# RECORDS TO USE:

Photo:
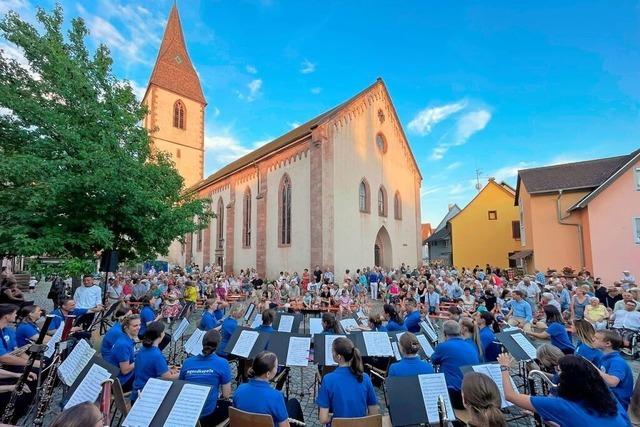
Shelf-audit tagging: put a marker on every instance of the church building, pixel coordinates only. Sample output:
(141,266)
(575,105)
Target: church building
(341,191)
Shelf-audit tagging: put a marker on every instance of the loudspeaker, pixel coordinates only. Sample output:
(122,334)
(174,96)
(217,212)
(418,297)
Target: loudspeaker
(109,261)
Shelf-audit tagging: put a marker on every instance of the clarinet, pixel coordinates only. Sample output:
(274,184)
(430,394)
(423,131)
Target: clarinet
(37,350)
(105,402)
(50,381)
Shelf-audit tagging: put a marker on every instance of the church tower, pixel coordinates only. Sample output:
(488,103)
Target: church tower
(176,104)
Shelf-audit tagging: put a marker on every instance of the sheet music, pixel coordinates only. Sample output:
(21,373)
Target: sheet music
(328,349)
(177,334)
(396,350)
(432,386)
(377,344)
(89,388)
(426,346)
(148,403)
(298,352)
(286,323)
(525,345)
(245,343)
(187,407)
(194,343)
(315,325)
(81,354)
(349,324)
(51,345)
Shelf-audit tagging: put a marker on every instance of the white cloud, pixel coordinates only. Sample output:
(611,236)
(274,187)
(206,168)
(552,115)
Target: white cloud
(426,119)
(307,67)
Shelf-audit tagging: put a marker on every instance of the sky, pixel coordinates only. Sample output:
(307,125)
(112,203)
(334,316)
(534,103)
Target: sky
(482,88)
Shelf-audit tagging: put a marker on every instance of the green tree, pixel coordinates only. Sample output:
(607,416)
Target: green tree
(77,172)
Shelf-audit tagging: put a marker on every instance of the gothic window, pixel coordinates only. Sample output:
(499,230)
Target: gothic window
(284,211)
(364,196)
(179,115)
(246,219)
(382,201)
(397,206)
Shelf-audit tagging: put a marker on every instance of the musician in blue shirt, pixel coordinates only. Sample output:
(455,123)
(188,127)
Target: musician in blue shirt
(346,392)
(123,351)
(410,364)
(451,355)
(212,370)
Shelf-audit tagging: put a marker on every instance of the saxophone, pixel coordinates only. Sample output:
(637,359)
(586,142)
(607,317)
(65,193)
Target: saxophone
(50,381)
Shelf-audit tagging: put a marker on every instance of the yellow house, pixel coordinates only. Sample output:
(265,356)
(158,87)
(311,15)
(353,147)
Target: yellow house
(487,230)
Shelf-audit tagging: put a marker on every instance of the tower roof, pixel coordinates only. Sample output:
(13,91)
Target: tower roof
(173,70)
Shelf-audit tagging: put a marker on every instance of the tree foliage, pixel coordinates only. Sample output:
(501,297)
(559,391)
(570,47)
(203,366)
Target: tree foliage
(77,171)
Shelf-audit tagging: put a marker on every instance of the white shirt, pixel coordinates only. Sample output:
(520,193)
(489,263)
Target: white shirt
(88,297)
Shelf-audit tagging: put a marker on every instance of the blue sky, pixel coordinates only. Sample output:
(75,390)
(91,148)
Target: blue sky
(495,86)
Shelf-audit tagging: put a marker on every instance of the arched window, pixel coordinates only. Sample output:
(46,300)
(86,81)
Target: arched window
(364,196)
(397,206)
(220,224)
(284,211)
(382,201)
(246,219)
(179,115)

# EXERCISE GOAL:
Pictures stay out; everything else in the listing above is to be repeated exactly.

# PROBLEM SOLUTION:
Photo:
Shelf-audit tagging: put a marker on every instance of the church building, pixel coordinates only. Sample output:
(141,266)
(575,105)
Target: church building
(341,191)
Shelf-audit tagging: put a marker on every instance of the loudspeaker, pixel coordinates only. Sample output:
(122,334)
(174,96)
(217,212)
(418,297)
Target: loudspeaker
(109,261)
Shelf-audit tagging: put a marker on every instance of the clarinet, pixel coordinates only. Sample output:
(274,184)
(430,394)
(423,131)
Target: clarinet
(37,350)
(105,402)
(50,381)
Shelf-audit tagging: put a marker on every instance of the church tower, pixel coordinates only. Sample output:
(488,103)
Target: church tower
(176,104)
Shelf-audit tagging: put a marker on every instance of the sheet music, pixel coordinates only. Sample output:
(21,373)
Target: sheet music
(328,349)
(177,334)
(396,350)
(432,386)
(377,344)
(89,388)
(426,346)
(148,403)
(298,352)
(286,323)
(525,345)
(245,343)
(187,407)
(194,343)
(315,325)
(81,354)
(349,324)
(51,345)
Shelf-audit tagging: put a marker on every instance of the white cloud, pixel coordinates only. Sample output:
(611,236)
(274,187)
(206,168)
(552,115)
Target: white cloud
(426,119)
(307,67)
Shelf-audit tagging: put a marker on every instance of the sky, pixel coordinates only. Sample output:
(307,125)
(112,203)
(334,316)
(534,103)
Target: sky
(482,88)
Shelf-audit tagging: put a marker on every instance of the green tree, pixel coordinates only. Sample output:
(607,416)
Target: green tree
(77,172)
Shelf-audit tagging: put a marker on every instance of the gothic window, pixel coordinates only. Sample output:
(499,230)
Target: gothic window
(284,211)
(364,196)
(179,115)
(246,219)
(382,201)
(397,206)
Shelf-audit tagging: put a marker on every instance of the musician in blue shirt, pixel coordinates only. Sample output:
(455,123)
(188,127)
Target: musician in blue shirt
(346,392)
(123,351)
(410,364)
(451,355)
(212,370)
Shelf-audit tagging: put a marker on every instance of the saxophone, pixel coordinates only. Sample output:
(637,359)
(586,142)
(607,317)
(65,193)
Target: saxophone
(50,381)
Shelf-audit tagging: put a marker on every instance of the yellow house, pixel coordinates only. Sample output:
(265,356)
(158,87)
(311,15)
(353,147)
Target: yellow house
(487,230)
Shelf-audit tagging: put a marker on every instance of the tower roof, pixel coordinates only. Sample output:
(13,91)
Target: tower roof
(173,70)
Shelf-audit tagging: put a marker on every instance of the tree foliage, pixel coordinates only. Sample output:
(501,297)
(559,391)
(570,47)
(203,366)
Target: tree foliage
(77,171)
Shelf-audit tagging: put a marker on every instance of the white shirt, pixel coordinates only. Sample output:
(520,193)
(489,263)
Target: white shirt
(88,297)
Shelf-audit tagging: put a marker on every instance of the blue sky, pixel coordinates only. Sample output:
(75,390)
(91,148)
Target: blue sky
(495,86)
Shelf-audit tagging: put a marker on every instance of the arched window, pixel coordinates only. Sample output:
(46,300)
(86,81)
Target: arched window
(364,196)
(397,206)
(220,224)
(284,211)
(382,201)
(246,219)
(179,115)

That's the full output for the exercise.